Translate this sentence from the MMP figure legends below into Spanish: "The heat map was generated by hierarchical clustering."

▶ [Source document]
▬▬▬
Distinctions in substrate recognition profiles follow MMP phylogeny. (A) Sequence logos (37) were generated for phage substrates cleaved equally well by the entire set of MMPs (Common) and those selective for individual subfamilies (MT-MMPs, gelatinases, and GPI-anchored MMPs). The height and vertical position of each letter is proportional to the frequency of occurrence of amino acid residues at each position of substrates from P5 to P2′. (B) The contribution of individual subsites to substrate recognition by the test MMPs was determined based on sequence–activity correlation coefficient (SACC) (see SI Materials and Methods for equations) values calculated using k_(obs) data obtained for each MMP against 1,369 phage substrates. SACC ranges from 0 (low) to 1 (high). (C) Heat maps of residue preference (RP) (described in SI Materials and Methods) show how individual residues at specific positions from P5 to P2′ influence k_(obs). The heat map was generated by hierarchical clustering. RP ranges from 0 (low) to 2 (high).

Fig. 3.

Sequence phylogeny of the variable regions of the front face of the catalytic cleft of MMPs directly correlates with functional phylogeny. The degree of sequence identity vs. HR—the pairwise hydrolysis correlation coefficient [defined as Pearson correlation coefficients of k_(obs) values]—was plotted for each pair of MMPs using the sequence of the whole catalytic domain (A), 50–57 variable residues on the binding face of the catalytic domain (red) (B), and the entire catalytic domain exclusive of the areas identified in B (blue) (C). Equations describing individual correlations are shown above each plot. The green spheres in structures represent calcium ions, and the gray ones, zinc ions.

Fig. 4.
▬▬▬
▶ [Material shown]
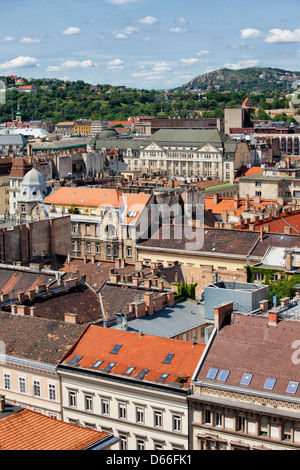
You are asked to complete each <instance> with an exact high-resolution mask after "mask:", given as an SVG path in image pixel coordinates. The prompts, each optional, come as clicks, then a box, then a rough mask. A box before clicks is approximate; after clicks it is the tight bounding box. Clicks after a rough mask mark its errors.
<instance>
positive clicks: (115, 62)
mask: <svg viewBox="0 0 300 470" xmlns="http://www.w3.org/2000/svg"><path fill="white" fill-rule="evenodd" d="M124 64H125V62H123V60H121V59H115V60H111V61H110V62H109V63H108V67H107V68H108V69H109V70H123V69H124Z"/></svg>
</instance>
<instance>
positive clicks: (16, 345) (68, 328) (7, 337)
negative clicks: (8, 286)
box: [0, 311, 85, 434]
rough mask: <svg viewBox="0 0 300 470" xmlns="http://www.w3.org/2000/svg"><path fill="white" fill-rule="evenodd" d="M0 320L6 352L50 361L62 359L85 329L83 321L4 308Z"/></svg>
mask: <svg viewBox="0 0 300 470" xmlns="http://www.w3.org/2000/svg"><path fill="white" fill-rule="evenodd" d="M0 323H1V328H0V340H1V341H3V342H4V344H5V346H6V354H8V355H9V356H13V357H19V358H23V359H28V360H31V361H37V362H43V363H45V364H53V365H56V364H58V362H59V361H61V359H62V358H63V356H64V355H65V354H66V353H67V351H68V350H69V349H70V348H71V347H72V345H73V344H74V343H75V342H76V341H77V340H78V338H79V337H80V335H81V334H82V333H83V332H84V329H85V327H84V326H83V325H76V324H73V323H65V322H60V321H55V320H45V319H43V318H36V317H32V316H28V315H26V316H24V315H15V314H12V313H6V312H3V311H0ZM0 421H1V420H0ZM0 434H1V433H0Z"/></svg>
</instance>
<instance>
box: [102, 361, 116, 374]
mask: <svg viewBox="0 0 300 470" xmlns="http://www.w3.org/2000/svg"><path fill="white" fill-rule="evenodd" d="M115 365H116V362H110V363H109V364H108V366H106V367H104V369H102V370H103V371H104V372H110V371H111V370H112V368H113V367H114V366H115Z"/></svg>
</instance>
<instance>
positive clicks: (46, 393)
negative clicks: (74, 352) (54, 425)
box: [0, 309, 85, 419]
▬▬▬
▶ [Task answer] El mapa de calor se generó mediante agrupamiento jerárquico.